§ **QUESTÕES DO MATERIAL**:
1. No excerto sobre Xadrez e sexo, porque diz quem escreve que a sua perplexidade é do âmbito das matemáticas? Responda em uma a três frases.
2. Retome o excerto sobre Xadrez e sexo a partir da última frase e continue-o.

§ **EXCERTO DA FONTE**:
O que me deixa perplexo é antes de tudo a magna questão de
saber se à relação entre fazer sexo e jogar Xadrez se aplica, ou não, a
propriedade da comutatividade. Portanto, a minha perplexidade é do âmbito das
matemáticas e não da inverosimilhança da notícia. Será que, neste caso, a ordem
dos factores também não altera o produto? Traduza-se: será a mesma coisa jogar
Xadrez enquanto se faz sexo e fazer sexo enquanto se joga Xadrez? No círculo
dos meus amigos e conhecidos, há quem defenda, e não são poucos, que neste caso
a ordem dos factores não altera o resultado. Tanto faz jogar Xadrez durante o
acto sexual como praticar sexo enquanto, calma e pensadamente, se disputa uma
partida. Se se estiver em Tallinn, o resultado é cometer um crime e,
eventualmente, ser punido pelo duro braço da lei.

Imagens para localização de objetos:
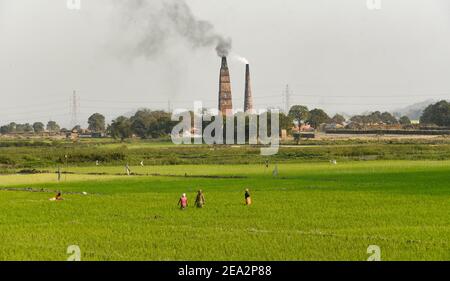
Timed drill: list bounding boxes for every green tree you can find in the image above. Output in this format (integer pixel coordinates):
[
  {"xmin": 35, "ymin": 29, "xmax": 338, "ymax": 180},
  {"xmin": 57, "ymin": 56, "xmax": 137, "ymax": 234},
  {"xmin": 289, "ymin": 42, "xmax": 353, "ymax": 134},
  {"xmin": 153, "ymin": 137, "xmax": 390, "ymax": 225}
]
[
  {"xmin": 307, "ymin": 108, "xmax": 330, "ymax": 129},
  {"xmin": 131, "ymin": 109, "xmax": 174, "ymax": 139},
  {"xmin": 33, "ymin": 122, "xmax": 45, "ymax": 134},
  {"xmin": 72, "ymin": 125, "xmax": 81, "ymax": 133},
  {"xmin": 88, "ymin": 113, "xmax": 106, "ymax": 133},
  {"xmin": 47, "ymin": 121, "xmax": 60, "ymax": 133},
  {"xmin": 279, "ymin": 113, "xmax": 294, "ymax": 134},
  {"xmin": 399, "ymin": 116, "xmax": 411, "ymax": 125},
  {"xmin": 420, "ymin": 100, "xmax": 450, "ymax": 126},
  {"xmin": 288, "ymin": 105, "xmax": 310, "ymax": 124},
  {"xmin": 110, "ymin": 116, "xmax": 133, "ymax": 141},
  {"xmin": 381, "ymin": 112, "xmax": 398, "ymax": 125},
  {"xmin": 331, "ymin": 114, "xmax": 345, "ymax": 125}
]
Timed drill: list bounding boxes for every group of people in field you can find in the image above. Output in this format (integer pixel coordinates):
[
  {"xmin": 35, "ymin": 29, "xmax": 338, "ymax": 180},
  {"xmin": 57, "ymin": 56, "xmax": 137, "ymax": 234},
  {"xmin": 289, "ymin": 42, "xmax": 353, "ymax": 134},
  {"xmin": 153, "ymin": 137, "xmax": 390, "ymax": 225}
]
[{"xmin": 178, "ymin": 188, "xmax": 252, "ymax": 210}]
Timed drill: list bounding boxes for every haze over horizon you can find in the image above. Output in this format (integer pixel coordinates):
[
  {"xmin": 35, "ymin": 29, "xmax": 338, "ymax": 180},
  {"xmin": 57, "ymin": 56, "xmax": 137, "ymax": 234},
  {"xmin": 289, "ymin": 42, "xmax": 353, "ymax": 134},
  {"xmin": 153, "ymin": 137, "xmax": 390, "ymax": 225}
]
[{"xmin": 0, "ymin": 0, "xmax": 450, "ymax": 127}]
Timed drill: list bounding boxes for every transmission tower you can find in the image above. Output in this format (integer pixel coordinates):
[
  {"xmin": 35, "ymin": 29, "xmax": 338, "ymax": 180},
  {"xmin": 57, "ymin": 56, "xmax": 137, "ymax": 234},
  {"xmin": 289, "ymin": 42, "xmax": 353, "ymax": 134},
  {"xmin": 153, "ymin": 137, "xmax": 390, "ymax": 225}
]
[{"xmin": 70, "ymin": 91, "xmax": 79, "ymax": 128}]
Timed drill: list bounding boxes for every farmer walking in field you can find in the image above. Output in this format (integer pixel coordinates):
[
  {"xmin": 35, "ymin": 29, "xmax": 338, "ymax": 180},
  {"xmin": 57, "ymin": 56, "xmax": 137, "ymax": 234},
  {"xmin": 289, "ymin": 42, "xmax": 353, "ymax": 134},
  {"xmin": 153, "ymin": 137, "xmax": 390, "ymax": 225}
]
[
  {"xmin": 178, "ymin": 193, "xmax": 188, "ymax": 210},
  {"xmin": 245, "ymin": 188, "xmax": 252, "ymax": 206},
  {"xmin": 50, "ymin": 192, "xmax": 64, "ymax": 201},
  {"xmin": 195, "ymin": 190, "xmax": 205, "ymax": 208}
]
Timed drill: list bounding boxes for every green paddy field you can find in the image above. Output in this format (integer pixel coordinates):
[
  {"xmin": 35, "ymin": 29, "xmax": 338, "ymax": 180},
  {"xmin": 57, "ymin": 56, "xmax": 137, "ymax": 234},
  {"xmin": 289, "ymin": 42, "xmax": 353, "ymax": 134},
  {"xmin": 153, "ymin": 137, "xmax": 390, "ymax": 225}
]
[{"xmin": 0, "ymin": 155, "xmax": 450, "ymax": 261}]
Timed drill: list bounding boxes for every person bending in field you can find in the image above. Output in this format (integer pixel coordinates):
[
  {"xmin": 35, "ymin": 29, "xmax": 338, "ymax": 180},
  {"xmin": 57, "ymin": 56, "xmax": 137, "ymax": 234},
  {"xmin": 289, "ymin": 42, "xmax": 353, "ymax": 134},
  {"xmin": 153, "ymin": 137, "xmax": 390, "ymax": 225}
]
[
  {"xmin": 50, "ymin": 192, "xmax": 64, "ymax": 201},
  {"xmin": 178, "ymin": 193, "xmax": 188, "ymax": 210},
  {"xmin": 195, "ymin": 190, "xmax": 205, "ymax": 208},
  {"xmin": 245, "ymin": 188, "xmax": 252, "ymax": 206}
]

§ **AS SUAS RESPOSTAS**:
1. Porque o que causa essa perplexidade é, antes de tudo, saber se à relação entre fazer sexo e jogar Xadrez se aplica a propriedade da comutatividade. Trata-se de saber se a ordem dos factores altera ou não o produto, e não de duvidar da verosimilhança da notícia.

2.
Por mim, depois de muito meditar, inclinei-me para a
inexistência de comutatividade no presente caso. Uma coisa é jogar Xadrez
enquanto se faz sexo e outra, muito diferente, é fazer sexo enquanto se joga
Xadrez. Neste caso, não há prejuízo de terceiros. O adversário pode até
beneficiar do seu oponente estar centrado na vexata quaestio do orgasmo e não ser capaz de perceber que o peão
está a preparar-se para comer a Rainha. Eu sei que os peões não devem comer rainhas,
mas a vida é o que é, e a nobreza já não é o que era. Estou em crer que nem os
estonianos seriam capazes de achar isto um crime. Uma coisa bem diferente,
há-de o leitor convir, é estar, depois de passada a provação dos preliminares,
em pleno amplexo amoroso, entre gemidos, sussurros, gritos e murmúrios, com a
tensão a crescer, o desejo a transbordar, a sua parceira ou parceiro a entregar-se a um violento orgasmo e você, ao mover a torre para a casa h8, exclamar não sem uma ponta de cinismo: Xeque-mate! Só
pode dar cadeira.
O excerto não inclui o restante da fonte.